● Task brief:
Print every line below. Match each one exactly.

● Exercise inputs:
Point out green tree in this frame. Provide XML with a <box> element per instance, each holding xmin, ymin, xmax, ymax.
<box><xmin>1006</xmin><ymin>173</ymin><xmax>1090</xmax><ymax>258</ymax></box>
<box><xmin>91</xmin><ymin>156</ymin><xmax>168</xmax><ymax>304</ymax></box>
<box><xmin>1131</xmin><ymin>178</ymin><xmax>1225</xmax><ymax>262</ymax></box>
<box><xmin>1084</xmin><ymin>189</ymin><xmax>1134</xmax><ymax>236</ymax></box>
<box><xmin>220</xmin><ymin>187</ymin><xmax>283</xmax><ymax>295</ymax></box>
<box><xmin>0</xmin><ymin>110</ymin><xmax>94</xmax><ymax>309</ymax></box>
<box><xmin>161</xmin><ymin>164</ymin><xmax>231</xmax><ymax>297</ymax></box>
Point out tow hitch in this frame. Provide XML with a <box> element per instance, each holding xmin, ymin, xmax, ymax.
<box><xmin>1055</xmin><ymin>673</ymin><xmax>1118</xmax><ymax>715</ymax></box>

● Response to this exercise:
Point out green tree in this frame. Provide XML with a <box> element per instance, each holding xmin, ymin, xmax, ymax.
<box><xmin>1006</xmin><ymin>173</ymin><xmax>1090</xmax><ymax>258</ymax></box>
<box><xmin>91</xmin><ymin>156</ymin><xmax>168</xmax><ymax>304</ymax></box>
<box><xmin>1131</xmin><ymin>178</ymin><xmax>1225</xmax><ymax>262</ymax></box>
<box><xmin>1084</xmin><ymin>189</ymin><xmax>1134</xmax><ymax>236</ymax></box>
<box><xmin>220</xmin><ymin>187</ymin><xmax>283</xmax><ymax>295</ymax></box>
<box><xmin>0</xmin><ymin>110</ymin><xmax>94</xmax><ymax>309</ymax></box>
<box><xmin>161</xmin><ymin>164</ymin><xmax>231</xmax><ymax>297</ymax></box>
Point out tow hitch in this frame. Provide XML with a <box> element per instance, each holding xmin, ymin, xmax, ymax.
<box><xmin>1055</xmin><ymin>673</ymin><xmax>1118</xmax><ymax>715</ymax></box>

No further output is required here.